- EXERCISE -
Retype the entries below, without any changes, from the line containing "Target: sandy beach" through the line containing "164 L 0 170", including both of those lines.

- EXTRACTED MATERIAL -
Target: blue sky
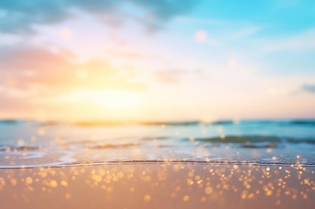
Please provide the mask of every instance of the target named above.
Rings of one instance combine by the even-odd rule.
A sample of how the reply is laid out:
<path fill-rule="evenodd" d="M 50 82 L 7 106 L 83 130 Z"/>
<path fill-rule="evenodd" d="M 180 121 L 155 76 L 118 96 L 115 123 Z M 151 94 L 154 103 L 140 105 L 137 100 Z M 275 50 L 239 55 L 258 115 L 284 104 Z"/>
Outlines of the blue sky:
<path fill-rule="evenodd" d="M 313 117 L 313 57 L 312 1 L 2 1 L 0 117 Z"/>

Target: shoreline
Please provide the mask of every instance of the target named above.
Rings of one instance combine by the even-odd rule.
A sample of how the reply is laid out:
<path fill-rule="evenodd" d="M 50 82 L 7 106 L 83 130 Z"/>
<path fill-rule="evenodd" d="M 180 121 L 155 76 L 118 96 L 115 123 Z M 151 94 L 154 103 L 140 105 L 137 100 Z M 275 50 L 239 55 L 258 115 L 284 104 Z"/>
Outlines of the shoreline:
<path fill-rule="evenodd" d="M 315 167 L 113 163 L 0 169 L 6 208 L 311 208 Z"/>

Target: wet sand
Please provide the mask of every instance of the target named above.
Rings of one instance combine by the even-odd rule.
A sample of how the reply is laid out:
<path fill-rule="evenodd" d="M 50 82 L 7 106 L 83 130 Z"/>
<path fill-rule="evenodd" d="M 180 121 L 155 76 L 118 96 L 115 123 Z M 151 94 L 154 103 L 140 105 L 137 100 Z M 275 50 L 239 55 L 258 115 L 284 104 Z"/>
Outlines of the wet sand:
<path fill-rule="evenodd" d="M 313 208 L 315 167 L 113 164 L 0 169 L 2 208 Z"/>

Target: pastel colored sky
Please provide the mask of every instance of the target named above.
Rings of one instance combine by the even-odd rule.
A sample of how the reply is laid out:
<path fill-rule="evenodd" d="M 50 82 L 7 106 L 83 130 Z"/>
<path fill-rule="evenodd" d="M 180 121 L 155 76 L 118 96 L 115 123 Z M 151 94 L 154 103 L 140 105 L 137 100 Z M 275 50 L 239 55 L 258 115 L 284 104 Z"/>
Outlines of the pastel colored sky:
<path fill-rule="evenodd" d="M 315 117 L 315 1 L 2 0 L 0 118 Z"/>

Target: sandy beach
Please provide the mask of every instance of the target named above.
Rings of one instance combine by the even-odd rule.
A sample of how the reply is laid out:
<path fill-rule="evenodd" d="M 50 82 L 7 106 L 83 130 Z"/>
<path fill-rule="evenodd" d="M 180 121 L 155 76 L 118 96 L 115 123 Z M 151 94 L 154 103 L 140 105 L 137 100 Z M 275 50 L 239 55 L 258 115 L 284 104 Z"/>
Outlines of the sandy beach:
<path fill-rule="evenodd" d="M 113 164 L 0 170 L 4 208 L 312 208 L 315 167 Z"/>

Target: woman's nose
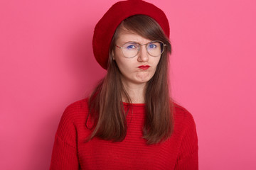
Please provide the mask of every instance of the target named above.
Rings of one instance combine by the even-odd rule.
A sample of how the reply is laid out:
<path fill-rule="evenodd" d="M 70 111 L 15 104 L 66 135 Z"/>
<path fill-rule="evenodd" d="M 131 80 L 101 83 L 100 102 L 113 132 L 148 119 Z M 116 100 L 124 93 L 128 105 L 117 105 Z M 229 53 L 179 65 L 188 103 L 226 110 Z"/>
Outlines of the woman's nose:
<path fill-rule="evenodd" d="M 143 62 L 149 61 L 149 53 L 146 51 L 146 45 L 141 46 L 140 50 L 138 54 L 138 61 Z"/>

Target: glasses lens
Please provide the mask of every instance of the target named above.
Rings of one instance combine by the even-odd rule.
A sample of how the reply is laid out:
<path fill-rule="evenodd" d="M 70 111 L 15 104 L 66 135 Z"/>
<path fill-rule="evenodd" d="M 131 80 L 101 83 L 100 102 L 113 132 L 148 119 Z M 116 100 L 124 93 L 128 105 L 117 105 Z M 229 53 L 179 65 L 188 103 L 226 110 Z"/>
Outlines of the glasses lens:
<path fill-rule="evenodd" d="M 129 42 L 124 44 L 122 50 L 124 57 L 133 57 L 138 54 L 139 45 L 135 42 Z"/>
<path fill-rule="evenodd" d="M 161 55 L 164 51 L 164 43 L 161 41 L 152 41 L 146 47 L 149 54 L 154 57 Z"/>

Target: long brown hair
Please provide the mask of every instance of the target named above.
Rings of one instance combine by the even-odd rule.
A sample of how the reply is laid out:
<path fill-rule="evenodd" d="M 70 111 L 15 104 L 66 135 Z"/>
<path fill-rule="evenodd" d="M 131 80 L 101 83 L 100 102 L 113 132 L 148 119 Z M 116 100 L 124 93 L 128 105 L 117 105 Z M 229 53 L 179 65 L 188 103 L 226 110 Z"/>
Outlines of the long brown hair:
<path fill-rule="evenodd" d="M 90 115 L 92 118 L 93 130 L 87 141 L 94 137 L 114 142 L 122 141 L 127 134 L 127 120 L 122 97 L 131 103 L 121 81 L 121 72 L 112 60 L 120 28 L 124 27 L 138 35 L 151 40 L 161 40 L 166 44 L 165 50 L 153 77 L 147 82 L 145 89 L 146 116 L 143 137 L 149 144 L 159 143 L 168 139 L 174 130 L 172 103 L 169 90 L 169 55 L 171 45 L 161 26 L 151 17 L 135 15 L 124 19 L 117 27 L 110 47 L 107 73 L 95 89 L 89 99 Z M 89 118 L 89 115 L 87 119 Z"/>

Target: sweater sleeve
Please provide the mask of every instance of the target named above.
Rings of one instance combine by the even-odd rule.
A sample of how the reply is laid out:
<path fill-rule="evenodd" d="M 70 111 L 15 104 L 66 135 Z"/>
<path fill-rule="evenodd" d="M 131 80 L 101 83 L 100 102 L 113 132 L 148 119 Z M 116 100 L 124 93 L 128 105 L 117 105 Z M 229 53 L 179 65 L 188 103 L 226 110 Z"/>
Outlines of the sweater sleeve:
<path fill-rule="evenodd" d="M 190 113 L 186 116 L 184 130 L 180 147 L 176 170 L 198 169 L 198 145 L 194 120 Z"/>
<path fill-rule="evenodd" d="M 70 106 L 61 117 L 55 136 L 50 170 L 79 169 L 74 110 L 75 108 Z"/>

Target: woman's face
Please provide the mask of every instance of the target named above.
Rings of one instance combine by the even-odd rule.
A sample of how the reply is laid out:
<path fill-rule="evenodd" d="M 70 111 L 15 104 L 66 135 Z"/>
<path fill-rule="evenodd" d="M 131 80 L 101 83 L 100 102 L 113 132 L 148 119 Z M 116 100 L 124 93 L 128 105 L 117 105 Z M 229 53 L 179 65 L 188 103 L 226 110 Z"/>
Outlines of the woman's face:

- REPLY -
Target: sandy beach
Please provide the mask of every instance of the target named above.
Rings of one instance combine by the even-odd rule.
A sample of how the reply is laid out:
<path fill-rule="evenodd" d="M 50 82 L 7 106 L 83 130 Z"/>
<path fill-rule="evenodd" d="M 180 121 L 155 76 L 118 96 L 115 123 Z M 151 94 L 154 103 L 140 105 L 137 100 Z M 275 50 L 239 55 L 258 115 L 284 104 Z"/>
Outlines of the sandy beach:
<path fill-rule="evenodd" d="M 113 164 L 0 170 L 4 208 L 312 208 L 315 167 Z"/>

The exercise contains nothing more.